Exercise data:
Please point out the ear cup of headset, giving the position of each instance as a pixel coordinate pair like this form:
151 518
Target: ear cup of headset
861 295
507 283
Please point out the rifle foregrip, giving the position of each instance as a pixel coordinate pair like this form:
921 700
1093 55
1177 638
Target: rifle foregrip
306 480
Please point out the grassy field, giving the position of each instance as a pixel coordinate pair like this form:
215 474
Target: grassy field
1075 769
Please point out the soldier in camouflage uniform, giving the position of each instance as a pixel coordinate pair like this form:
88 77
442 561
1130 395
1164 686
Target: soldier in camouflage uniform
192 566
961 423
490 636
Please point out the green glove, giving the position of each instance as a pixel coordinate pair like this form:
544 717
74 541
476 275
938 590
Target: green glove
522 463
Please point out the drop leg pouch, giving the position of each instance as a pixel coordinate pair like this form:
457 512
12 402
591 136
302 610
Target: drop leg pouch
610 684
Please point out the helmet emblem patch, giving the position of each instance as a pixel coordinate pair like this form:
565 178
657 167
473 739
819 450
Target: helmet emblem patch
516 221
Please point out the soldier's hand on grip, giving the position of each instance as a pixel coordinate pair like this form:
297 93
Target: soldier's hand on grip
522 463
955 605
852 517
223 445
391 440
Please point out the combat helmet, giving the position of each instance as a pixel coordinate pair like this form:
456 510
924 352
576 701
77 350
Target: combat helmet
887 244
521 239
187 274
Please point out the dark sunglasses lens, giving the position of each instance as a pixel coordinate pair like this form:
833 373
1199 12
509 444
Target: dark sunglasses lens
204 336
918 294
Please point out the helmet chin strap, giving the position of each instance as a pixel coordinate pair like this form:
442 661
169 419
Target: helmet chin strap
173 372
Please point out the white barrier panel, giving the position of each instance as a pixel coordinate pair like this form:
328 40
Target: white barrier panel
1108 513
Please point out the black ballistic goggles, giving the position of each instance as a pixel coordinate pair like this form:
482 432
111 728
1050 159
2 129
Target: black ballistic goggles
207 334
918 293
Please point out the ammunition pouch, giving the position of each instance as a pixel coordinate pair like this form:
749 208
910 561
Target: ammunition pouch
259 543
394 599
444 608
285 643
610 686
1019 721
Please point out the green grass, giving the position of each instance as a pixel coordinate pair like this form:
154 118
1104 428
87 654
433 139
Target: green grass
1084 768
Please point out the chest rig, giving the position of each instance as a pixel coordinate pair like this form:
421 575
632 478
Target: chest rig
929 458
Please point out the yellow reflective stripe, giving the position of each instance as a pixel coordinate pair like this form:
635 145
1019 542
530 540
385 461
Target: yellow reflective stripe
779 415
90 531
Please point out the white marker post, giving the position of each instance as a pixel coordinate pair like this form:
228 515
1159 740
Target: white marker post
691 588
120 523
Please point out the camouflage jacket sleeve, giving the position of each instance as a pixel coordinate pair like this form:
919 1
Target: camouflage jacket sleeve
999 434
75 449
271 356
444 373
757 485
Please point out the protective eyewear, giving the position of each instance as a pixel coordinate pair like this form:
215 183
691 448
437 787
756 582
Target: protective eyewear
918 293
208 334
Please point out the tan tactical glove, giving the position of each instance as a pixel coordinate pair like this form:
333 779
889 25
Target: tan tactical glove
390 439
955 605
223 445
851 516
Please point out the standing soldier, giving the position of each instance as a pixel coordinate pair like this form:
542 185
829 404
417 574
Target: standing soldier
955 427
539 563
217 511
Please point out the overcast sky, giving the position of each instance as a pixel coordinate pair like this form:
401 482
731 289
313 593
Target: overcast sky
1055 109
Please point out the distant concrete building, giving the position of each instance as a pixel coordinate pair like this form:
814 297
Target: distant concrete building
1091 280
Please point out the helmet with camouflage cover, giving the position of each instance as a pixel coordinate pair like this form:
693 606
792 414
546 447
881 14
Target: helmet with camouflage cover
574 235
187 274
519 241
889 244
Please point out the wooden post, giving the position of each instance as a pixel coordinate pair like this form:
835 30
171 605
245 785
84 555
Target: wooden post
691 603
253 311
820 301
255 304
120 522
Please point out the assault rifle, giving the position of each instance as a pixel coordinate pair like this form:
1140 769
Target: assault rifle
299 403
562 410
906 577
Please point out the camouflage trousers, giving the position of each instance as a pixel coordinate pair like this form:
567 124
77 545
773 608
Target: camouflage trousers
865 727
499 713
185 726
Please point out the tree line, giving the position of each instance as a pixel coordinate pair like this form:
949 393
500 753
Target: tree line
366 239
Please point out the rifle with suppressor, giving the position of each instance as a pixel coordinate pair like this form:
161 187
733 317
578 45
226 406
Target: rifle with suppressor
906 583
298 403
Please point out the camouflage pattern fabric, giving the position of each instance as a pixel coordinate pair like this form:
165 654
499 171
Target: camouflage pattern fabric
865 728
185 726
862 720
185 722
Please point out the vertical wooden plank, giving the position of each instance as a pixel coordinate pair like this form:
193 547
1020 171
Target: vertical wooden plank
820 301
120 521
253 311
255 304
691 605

What the exercise asks: Every line of the material needs to be returned exactly.

Task solution:
Please point out the ear cup of headset, giving the position of each instance as a pixel coordinate pair like this form:
151 518
Target: ear cup of headset
861 295
507 283
Please point out the rifle foregrip, giving the position of each instance as a pixel coordinate pair like this form:
921 700
1093 55
1177 638
Target: rifle foregrip
306 480
Please point out the grassy field, giving the position of each instance as a pixel coordinate pair like this form:
215 474
Target: grassy field
1075 769
Please point out the soldier in camouflage uniform, giving the position of each instance as a pixel coordinate pair like this form:
88 77
442 561
1130 395
1164 686
Target: soldier in camouflage uniform
192 566
961 423
490 636
Please point out the green glove, giving the position of each instance as a pixel coordinate pair like this form:
544 717
74 541
476 275
938 590
Target: green glove
522 463
Please point out the drop leg pouch, giving the position of each instance as a pixel coordinate pair like this form:
457 512
12 402
591 136
302 610
Target: drop leg pouch
610 684
Please point out the helmet emblem patch, giving the position of each instance as a pixel coordinate pair like this form:
565 178
657 167
473 739
819 450
Target: helmet emblem patch
516 221
Please point out the soldier's hand on grip, giving the position of each instance as a pixel coordinate pair like this form:
297 93
Target: soldier's hand on grip
522 463
955 605
852 517
223 445
391 440
Please point out the combat helmet, giving the position of each instance as a pixel coordinate pair like this form:
456 510
924 352
576 701
77 350
Target: combat helmet
887 244
521 239
187 274
Please point out the dark sunglasses lens, giving the position of each instance as a pixel coordinate pair like this form:
833 373
1199 12
509 444
Target: dark sunglasses lens
204 336
918 294
Please point out the helmet chin strap, giving the position of each instance as a pixel coordinate pair like this form:
442 661
169 419
Target: helmet chin strap
173 372
Please point out the white barrier panel, giving the position of each instance as a pixel coordinate pair like this form:
328 40
Target: white barrier panel
1108 513
Please point out the black ballistic goggles, giving the position of each instance as a pixel coordinate pair like this form:
482 432
111 728
1050 159
2 129
Target: black ballistic goggles
207 334
918 293
Please point out the ammunition pouch, giving the position of each instance as a pixel coordinate pair like this form:
749 208
910 561
Target: ammunition pouch
259 543
394 599
444 608
285 643
610 686
1019 721
Please point out the green grass, giving the position of each instance as a pixel coordinate pair like this form:
154 118
1104 428
87 654
433 139
Target: green grass
1084 768
Please point out the chest rig, giving the position of each instance as a pixel coordinate pair like this form:
421 575
632 478
Target: chest rig
929 458
Please point out the yellow reflective stripe, giving the position of each instance as a pixel coordinate pair like this form:
635 145
1019 542
530 540
385 461
Target: yellow reflective stripe
779 415
90 531
Please point out the white marker post, giving the position of each instance as a pixel coordinate pair like this form:
228 515
1159 740
Target: white marker post
691 588
120 523
Please point out the camouflage jacket sleeve, giving the position of each instance as a pixel coordinate pair like this form:
919 1
Target: camouflage jacket sleeve
999 434
75 449
271 356
444 373
757 485
Please point out the protective eyewear, giving the position of each instance as a pixel coordinate pair like this form:
215 183
691 448
437 787
756 582
Target: protective eyewear
918 293
208 334
Please point out the tan tactical glove, giving the position of each instance as a pixel coordinate pair like this form:
333 779
889 25
Target: tan tactical glove
390 439
955 605
223 445
851 516
Please point out the standing soldier, giving the position of each instance as a pixel coordinate pair like this form:
542 185
829 404
417 574
Target: standing soldier
955 427
539 563
217 511
Please point out the overcast sky, giving the position of each instance as a pixel coordinate pair like this form:
401 482
731 289
313 593
Target: overcast sky
1055 109
Please point out the distant concrete building, giving the position of each instance as a pixel coordinate pair like this form:
814 297
Target: distant concrete building
1091 280
Please point out the helmet with camouflage cover, giving the position of each instance as a pixel coordinate pair like this form:
693 606
792 414
546 447
881 14
Target: helmet with camouflage cover
574 235
187 274
519 241
889 244
Please point out the wooden post, giving the position of each instance as a pixel coordinate pair like this form:
835 30
171 605
245 785
84 555
Target: wooden post
691 603
253 311
820 301
255 304
120 522
Please point out the assault rifle, giving the position of each instance as a pixel coordinate pair like this form:
1140 769
Target: assault rifle
299 403
562 410
906 577
Please point out the camouflage trousers, giving the position of each instance as a pixel coordinate pair like this form:
567 124
77 545
773 608
Target: camouflage trousers
865 727
499 713
185 726
Please point out the tree line, giving the position of each instance as a pixel coordinate pair like this form:
949 393
500 753
Target: tree line
366 239
Please point out the rifle with suppressor, giving the position of each instance as a pixel coordinate pair like this form:
161 187
733 317
578 45
226 406
Target: rifle with suppressor
906 583
298 403
Please point out the camouflage pattern fabric, giving the position of each instance as a pixel coordinate pair like this form:
165 654
499 171
Target: camouflage pattern fabric
865 728
185 726
862 720
185 722
Please point out the vertical wooden plank, giving the position of each instance as a pixel coordinate pair like this form:
193 547
1020 171
Target: vertical wooden plank
820 301
120 521
253 311
255 304
691 605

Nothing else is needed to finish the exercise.